**Job:**
Restate, word for word, every line of the data.

**Records contained in a dataset:**
++++
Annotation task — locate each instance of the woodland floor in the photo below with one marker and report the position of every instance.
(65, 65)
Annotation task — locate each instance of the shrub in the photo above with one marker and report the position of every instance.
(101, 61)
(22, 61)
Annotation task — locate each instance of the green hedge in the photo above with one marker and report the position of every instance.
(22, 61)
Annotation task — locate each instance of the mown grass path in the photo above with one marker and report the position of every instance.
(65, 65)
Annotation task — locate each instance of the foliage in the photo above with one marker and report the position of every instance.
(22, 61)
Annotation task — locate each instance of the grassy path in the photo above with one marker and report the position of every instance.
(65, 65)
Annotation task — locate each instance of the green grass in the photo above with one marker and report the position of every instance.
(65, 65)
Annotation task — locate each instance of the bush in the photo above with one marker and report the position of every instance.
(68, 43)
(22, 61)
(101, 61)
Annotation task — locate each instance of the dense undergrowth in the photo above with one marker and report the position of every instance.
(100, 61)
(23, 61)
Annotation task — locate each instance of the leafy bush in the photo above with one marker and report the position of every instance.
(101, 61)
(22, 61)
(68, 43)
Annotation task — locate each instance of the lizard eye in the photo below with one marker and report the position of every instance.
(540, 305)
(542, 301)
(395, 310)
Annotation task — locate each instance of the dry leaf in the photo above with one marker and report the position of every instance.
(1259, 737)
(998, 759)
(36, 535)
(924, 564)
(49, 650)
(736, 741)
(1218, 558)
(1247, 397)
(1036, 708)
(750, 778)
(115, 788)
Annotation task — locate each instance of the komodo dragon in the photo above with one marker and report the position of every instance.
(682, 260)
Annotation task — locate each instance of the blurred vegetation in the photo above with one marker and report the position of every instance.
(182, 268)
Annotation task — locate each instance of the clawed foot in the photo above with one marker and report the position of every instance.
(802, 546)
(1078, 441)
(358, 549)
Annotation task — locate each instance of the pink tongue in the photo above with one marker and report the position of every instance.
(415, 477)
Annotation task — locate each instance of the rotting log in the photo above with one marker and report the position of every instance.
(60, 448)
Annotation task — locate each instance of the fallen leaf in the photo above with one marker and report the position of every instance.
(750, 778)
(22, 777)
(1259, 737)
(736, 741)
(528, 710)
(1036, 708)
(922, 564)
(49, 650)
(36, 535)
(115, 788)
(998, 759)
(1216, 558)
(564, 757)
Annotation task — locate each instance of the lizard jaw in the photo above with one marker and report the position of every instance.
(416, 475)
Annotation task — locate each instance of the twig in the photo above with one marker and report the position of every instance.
++++
**Task result:**
Annotation task — locate each instance of the woodland floor in the photo below with one marker and report the position of every instance.
(65, 65)
Annotation task — locate each instance of the shrub in the photo above with one marker and report the position of every instance.
(101, 61)
(22, 61)
Annotation task — locate each instance of the green hedge in the photo above with one marker and report the position of every instance.
(22, 61)
Annotation task — locate each instance of the mown grass path in the photo above with one marker and report the position of every instance.
(65, 65)
Annotation task — locate each instance of the foliage in the photo above with one marker and report the position of every instance.
(22, 61)
Annotation task — locate each instance of the grassy path in the photo above with one marker and report the position of every instance.
(65, 65)
Annotation task — locate each instance of the green grass in the photo above with one marker and report the position of every instance.
(65, 65)
Annotation task — locate each instance of the bush in the photo above with one marker and report the position of every instance.
(68, 43)
(22, 61)
(101, 61)
Annotation task — locate each instance of the dense undergrowth in the photo above with one marker and report the position of every instance.
(100, 61)
(23, 61)
Annotation task — locate each instance of the leafy bush in the photo above with one marker and report the position of every instance.
(101, 61)
(22, 61)
(68, 43)
Annotation task — locate each instance of the lizard eye in the photo below with one marker and report the position of every instance.
(540, 305)
(542, 301)
(395, 310)
Annotation task — locate each instance of the dry leaf in the photo above with one marker and report the position of every instance.
(1259, 737)
(998, 759)
(36, 535)
(924, 564)
(49, 650)
(736, 741)
(1218, 558)
(1247, 397)
(1036, 708)
(750, 778)
(115, 788)
Annotation task — locate each instance of the komodo dragon in the photo above with one marker and report the position of every instance.
(682, 260)
Annotation task — locate each instance of the blurred vegetation in the photo above with one marker and report the position of every instance.
(182, 268)
Annotation task — locate each instance of the clawed foot in the photo above with one marker and report the position of every instance.
(802, 546)
(1078, 441)
(358, 549)
Annotation task — locate each instance of the pink tongue in the photo above with one marker and report the position of every instance.
(415, 477)
Annotation task — locate each instance of the rotting log in the photo above with one marker and report the position of every instance.
(60, 448)
Annotation task — locate each instance of the fallen leaf in the photo above with one marker and report the position of every instance.
(750, 778)
(22, 777)
(1259, 737)
(736, 741)
(528, 710)
(1036, 708)
(922, 564)
(49, 650)
(36, 535)
(115, 788)
(998, 759)
(1216, 558)
(564, 757)
Annotation task — locate each instance of the lizard jaw in the photo above with one marker and report the position of every instance.
(416, 475)
Annotation task — locate each instance of the twig in the photo above with one marker and report the position of every instance.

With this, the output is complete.